_WHAT IS BEING ASKED:_
Pick up the Llama-2 benchmarking instructions at their last line and continue them.

_EXERCISE TEXT:_
----------

Step 3. Log into docker, and the CLI tool to see the performance numbers. Note that modify CUDA_VISIBLE_DEVICES settings for different numbers of GPUs experiments.

./docker/bash.sh llm-perf-llama-cpp:v0.1
cd /llama.cpp
# run quantized Llama-2-7B models on a single GPU.
CUDA_VISIBLE_DEVICES=0 ./build/bin/main -m /workspace/llama_cpp_models/llama-2-7b-chat.Q4_0.gguf -p "What is the meaning of life?" -n 256 -ngl 999 --ignore-eos
# test quantized Llama-2-70B models on 2 GPUS.
CUDA_VISIBLE_DEVICES=0,1 ./build/bin/main -m /workspace/llama_cpp_models/llama-2-70b-chat.Q4_0.gguf -p "What is the meaning of life?" -n 256 -ngl 999 --ignore-eos

Note. For float16 models, stay logged in and convert the hf models (download here) to GGUF FP16 format first.

cd /llama.cpp
conda activate python311
# convert the weight using llama.cpp script
python3 convert.py /path/to/Llama-2-70b-hf/ \
    --outfile /workspace/llama_cpp_models/llama-2-70b.fp16.gguf
# run fp16 models on 4 GPUs.
CUDA_VISIBLE_DEVICES=0,1,2,3 ./build/bin/main -m /workspace/llama_cpp_models/llama-2-70b.fp16.gguf -p "What is the meaning of life?" -n 256 -ngl 999 --ignore-eos

HuggingFace Transformer

Step 1. Build Docker image:

docker build -t llm-perf-hf:v0.1 -f ./docker/Dockerfile.cu121.hf .

Step 2. Download Llama-2 weight from huggingface.

git lfs install
git clone https://huggingface.co/meta-llama/Llama-2-7b-hf
# git clone https://huggingface.co/meta-llama/Llama-2-13b-hf
# git clone https://huggingface.co/meta-llama/Llama-2-70b-hf

Step 3. Log into docker and run the python script to see the performance numbers. Note that modify CUDA_VISIBLE_DEVICES settings for different numbers of GPUs experiments:

./docker/bash.sh llm-perf-hf:v0.1
conda activate python311
# run fp16 Llama-2-7b models on a single GPU.

----------

_MATERIAL SHOWN:_
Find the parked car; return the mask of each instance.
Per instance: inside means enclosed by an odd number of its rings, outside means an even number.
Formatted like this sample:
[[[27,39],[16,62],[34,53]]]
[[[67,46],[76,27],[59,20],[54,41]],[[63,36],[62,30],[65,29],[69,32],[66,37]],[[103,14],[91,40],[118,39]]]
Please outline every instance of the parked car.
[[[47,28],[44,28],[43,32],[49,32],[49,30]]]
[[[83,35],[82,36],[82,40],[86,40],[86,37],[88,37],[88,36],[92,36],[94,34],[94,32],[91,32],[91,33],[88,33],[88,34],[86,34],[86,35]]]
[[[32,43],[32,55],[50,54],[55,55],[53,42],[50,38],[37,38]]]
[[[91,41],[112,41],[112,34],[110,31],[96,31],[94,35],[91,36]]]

----------

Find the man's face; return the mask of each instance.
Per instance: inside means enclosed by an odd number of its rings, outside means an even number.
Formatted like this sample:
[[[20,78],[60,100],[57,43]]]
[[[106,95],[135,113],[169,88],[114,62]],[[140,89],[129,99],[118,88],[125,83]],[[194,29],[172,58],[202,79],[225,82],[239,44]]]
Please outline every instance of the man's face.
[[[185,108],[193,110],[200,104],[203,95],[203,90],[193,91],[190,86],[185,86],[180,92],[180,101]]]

----------

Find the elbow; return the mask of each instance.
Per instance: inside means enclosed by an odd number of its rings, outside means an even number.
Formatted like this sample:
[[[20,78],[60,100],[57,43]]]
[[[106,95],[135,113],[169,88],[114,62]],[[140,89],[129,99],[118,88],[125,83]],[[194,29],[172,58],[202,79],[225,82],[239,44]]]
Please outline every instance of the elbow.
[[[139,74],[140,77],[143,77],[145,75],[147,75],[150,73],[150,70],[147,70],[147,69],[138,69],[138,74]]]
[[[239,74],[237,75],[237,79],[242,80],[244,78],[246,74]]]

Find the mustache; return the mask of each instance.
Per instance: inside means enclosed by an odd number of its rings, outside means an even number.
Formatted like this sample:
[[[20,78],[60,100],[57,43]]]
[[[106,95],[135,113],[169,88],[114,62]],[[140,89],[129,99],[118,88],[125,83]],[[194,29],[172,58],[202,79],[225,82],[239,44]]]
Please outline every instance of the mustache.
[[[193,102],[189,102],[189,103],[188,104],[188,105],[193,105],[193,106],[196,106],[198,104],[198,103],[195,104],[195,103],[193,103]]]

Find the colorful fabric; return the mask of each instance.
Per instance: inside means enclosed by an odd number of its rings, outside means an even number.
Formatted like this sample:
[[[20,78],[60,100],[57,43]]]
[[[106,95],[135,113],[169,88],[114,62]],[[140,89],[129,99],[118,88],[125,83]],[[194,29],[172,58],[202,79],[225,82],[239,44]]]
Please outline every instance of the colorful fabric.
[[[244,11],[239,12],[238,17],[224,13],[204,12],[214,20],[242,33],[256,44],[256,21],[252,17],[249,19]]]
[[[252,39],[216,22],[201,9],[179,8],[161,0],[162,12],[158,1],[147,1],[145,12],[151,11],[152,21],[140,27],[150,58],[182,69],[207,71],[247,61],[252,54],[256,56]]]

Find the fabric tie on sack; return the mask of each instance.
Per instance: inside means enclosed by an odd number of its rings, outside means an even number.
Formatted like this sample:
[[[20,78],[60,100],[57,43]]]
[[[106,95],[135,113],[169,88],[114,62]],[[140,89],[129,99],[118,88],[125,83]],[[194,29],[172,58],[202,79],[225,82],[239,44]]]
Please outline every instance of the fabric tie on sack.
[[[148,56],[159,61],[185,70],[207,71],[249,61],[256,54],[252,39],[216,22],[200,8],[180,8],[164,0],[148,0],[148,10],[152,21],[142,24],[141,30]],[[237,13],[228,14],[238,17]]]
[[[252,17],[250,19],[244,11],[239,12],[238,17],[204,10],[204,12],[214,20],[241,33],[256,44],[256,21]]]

----------

_YOUR RESPONSE:_
CUDA_VISIBLE_DEVICES=0 python scripts/benchmark_hf.py --model-path ./Llama-2-7b-hf --format q0f16 --prompt "What is the meaning of life?" --max-new-tokens 256
# run int 4 quantized Llama-2-70b model on two GPUs.
CUDA_VISIBLE_DEVICES=0,1 python scripts/benchmark_hf.py --model-path ./Llama-2-70b-hf --format q4f16 --prompt "What is the meaning of life?" --max-new-tokens 256

vLLM

In this section, we use Llama2 GPTQ model as an example.

Step 1. Build Docker image and download pre-quantized weights from HuggingFace, then log into the docker image and activate Python environment:

git lfs install
git clone https://huggingface.co/TheBloke/Llama-2-7B-fp16
# You can also git clone awq models, e.g.
# git clone https://huggingface.co/TheBloke/Llama-2-70B-AWQ
docker build --no-cache -t llm-perf-vllm:v0.1    \
    -f ./docker/Dockerfile.cu118.vllm .
./docker/bash.sh llm-perf-vllm:v0.1
conda activate python311

Step 2. Modify script and run benchmarking

To skip limitation of max number of batched tokens, we can use the following script to skip argument verification, and make the benchmark results more readable:

sed -i '287s/self._verify_args()/# self._verify_args()/' /vllm/vllm/config.py
sed -i '63i\    print(f"Speed: {args.output_len / np.mean(latencies):.2f} tok/s")' /vllm/benchmarks/benchmark_latency.py
sed -i '64i\    print(f"Speed: {np.mean(latencies)/ args.output_len:.5f} s/tok")' /vllm/benchmarks/benchmark_latency.py

To benchmark fp16 performance:

MODEL_PATH=/workspace/Llama-2-7B-fp16/
OUTPUT_LEN=256
GPU_NUM=1
cd /vllm && python benchmarks/benchmark_latency.py \
--model $MODEL_PATH \
--output-len $OUTPUT_LEN \
--tensor-parallel-size $GPU_NUM \
--batch-size 1 \
--input-len 7 # for prompt "What is the meaning of life?"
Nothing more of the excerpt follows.